Dataset excerpts on object pointing:
——————

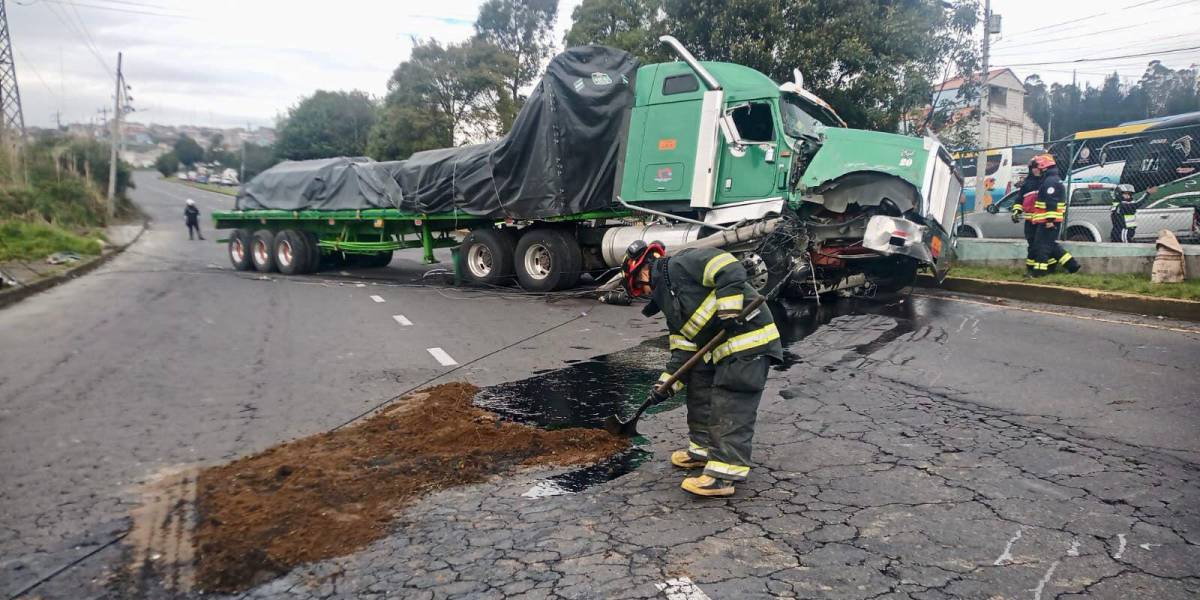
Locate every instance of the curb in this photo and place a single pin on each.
(1119, 301)
(18, 294)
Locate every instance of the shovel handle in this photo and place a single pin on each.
(708, 347)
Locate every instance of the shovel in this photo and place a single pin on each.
(617, 426)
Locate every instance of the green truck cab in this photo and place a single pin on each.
(723, 144)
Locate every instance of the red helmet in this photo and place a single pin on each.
(1042, 161)
(636, 256)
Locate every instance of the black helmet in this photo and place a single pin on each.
(636, 256)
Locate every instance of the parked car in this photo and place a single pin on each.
(1089, 217)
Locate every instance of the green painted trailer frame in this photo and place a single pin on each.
(372, 231)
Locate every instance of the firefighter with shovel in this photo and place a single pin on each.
(723, 341)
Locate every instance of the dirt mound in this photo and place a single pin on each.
(333, 493)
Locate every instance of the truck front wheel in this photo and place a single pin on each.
(240, 241)
(262, 250)
(547, 261)
(486, 257)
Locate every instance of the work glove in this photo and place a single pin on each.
(658, 397)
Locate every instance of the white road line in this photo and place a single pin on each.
(442, 357)
(682, 589)
(1008, 550)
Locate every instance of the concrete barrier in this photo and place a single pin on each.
(1095, 257)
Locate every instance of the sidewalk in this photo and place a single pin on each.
(22, 279)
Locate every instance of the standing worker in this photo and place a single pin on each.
(724, 390)
(1047, 217)
(192, 215)
(1027, 196)
(1125, 215)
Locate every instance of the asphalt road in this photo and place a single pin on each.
(927, 447)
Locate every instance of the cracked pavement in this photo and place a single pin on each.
(930, 447)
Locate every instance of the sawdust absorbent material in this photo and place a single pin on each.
(329, 495)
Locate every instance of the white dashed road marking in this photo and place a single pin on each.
(682, 589)
(443, 358)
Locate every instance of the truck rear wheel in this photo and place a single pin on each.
(240, 241)
(262, 251)
(292, 252)
(547, 261)
(487, 257)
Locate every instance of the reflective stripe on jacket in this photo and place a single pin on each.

——————

• [SHORT EXERCISE]
Give every record again exactly, apart from the pictures, which stay out.

• [CORRECT RESULT]
Locate every instance of the curb in this photo and place a single pin on each.
(1119, 301)
(18, 294)
Locate every instance of the shovel handle in this photo and place a single pin on each.
(708, 347)
Locate every instance of the shovel in this photo and place a single pin on each.
(617, 426)
Locate every instance of the green truck cab in this photo and place a single pin on each.
(723, 144)
Locate every instance of the red helmet in this photo and place a single pin on each.
(1042, 161)
(636, 256)
Locate every instance of the black helmet in this photo and place a single pin on each.
(636, 256)
Locate every instance of the parked car in this photo and place a single pin on each.
(1089, 217)
Locate every instance of the green painted trailer frame in this photo and place a single pin on each.
(372, 231)
Locate every instance of the firefighter with shovel in this photo and place a single pin on each.
(723, 341)
Locate every instance of the dirt mound in this photo and place a single pin on each.
(333, 493)
Locate every instance of the truck front wheel in this photo and place a single pin on each.
(240, 241)
(262, 250)
(547, 261)
(486, 257)
Locate every instance of the work glove in this photo and place a single pin on each.
(658, 397)
Locate every instance of the white road line in this photo and place a single pin on each.
(442, 357)
(682, 589)
(1008, 550)
Locate every instance of the concrete barrier in this photo and place a single pin on each.
(1095, 257)
Locate every instance of the sidewalk in this photo and place a single pin on each.
(22, 279)
Locate every instance of the standing worker in this photo and place a single pin on each.
(724, 390)
(1047, 217)
(192, 215)
(1027, 196)
(1125, 215)
Locate every instance of the asphalt road in this photo and place a single pin on each.
(927, 447)
Locate every instance of the cracked pavement in this photo and place a single pin on each.
(930, 447)
Locate every instance of the sawdust absorbent material in this photo and place a single pin on each.
(329, 495)
Locate every instance of the white dashed road marking in this photo and place a single pin on each.
(682, 589)
(443, 358)
Locate every instance of the truck rear wheel in this photo and place a single pin on each.
(240, 241)
(262, 251)
(292, 252)
(547, 261)
(487, 257)
Locate every instance of the reflective stripe on jacket in this photo and place a single pin on each.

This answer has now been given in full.